* START *

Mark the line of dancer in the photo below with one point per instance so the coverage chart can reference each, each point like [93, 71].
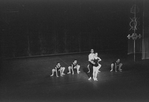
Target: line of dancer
[93, 66]
[59, 69]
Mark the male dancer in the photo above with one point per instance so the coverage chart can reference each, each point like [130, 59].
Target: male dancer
[73, 66]
[96, 66]
[58, 68]
[91, 63]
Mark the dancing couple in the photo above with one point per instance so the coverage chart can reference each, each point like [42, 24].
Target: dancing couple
[93, 65]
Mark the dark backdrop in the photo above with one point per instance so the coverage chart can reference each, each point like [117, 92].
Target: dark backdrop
[41, 27]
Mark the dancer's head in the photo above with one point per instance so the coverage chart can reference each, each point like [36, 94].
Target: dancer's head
[92, 50]
[96, 54]
[75, 61]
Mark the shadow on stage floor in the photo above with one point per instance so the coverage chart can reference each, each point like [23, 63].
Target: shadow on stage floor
[28, 80]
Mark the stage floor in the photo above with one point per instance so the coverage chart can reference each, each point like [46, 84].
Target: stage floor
[28, 80]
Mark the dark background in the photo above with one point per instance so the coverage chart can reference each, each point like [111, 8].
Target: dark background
[41, 27]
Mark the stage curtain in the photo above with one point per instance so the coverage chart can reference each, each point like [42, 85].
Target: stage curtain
[145, 36]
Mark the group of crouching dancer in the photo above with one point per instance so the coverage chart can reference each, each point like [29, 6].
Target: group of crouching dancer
[71, 68]
[93, 67]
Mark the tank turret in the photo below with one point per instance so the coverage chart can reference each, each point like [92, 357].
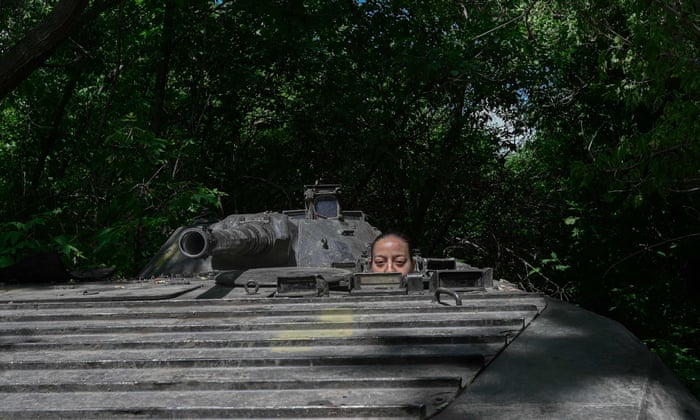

* END *

Pick out and copy every line of the records above that contains the string "background", and treat uppercase and lowercase letters as different.

Mark the dark background in the photo above with one point per instance so the coverage chart can reference each, each point like [111, 8].
Target: dark background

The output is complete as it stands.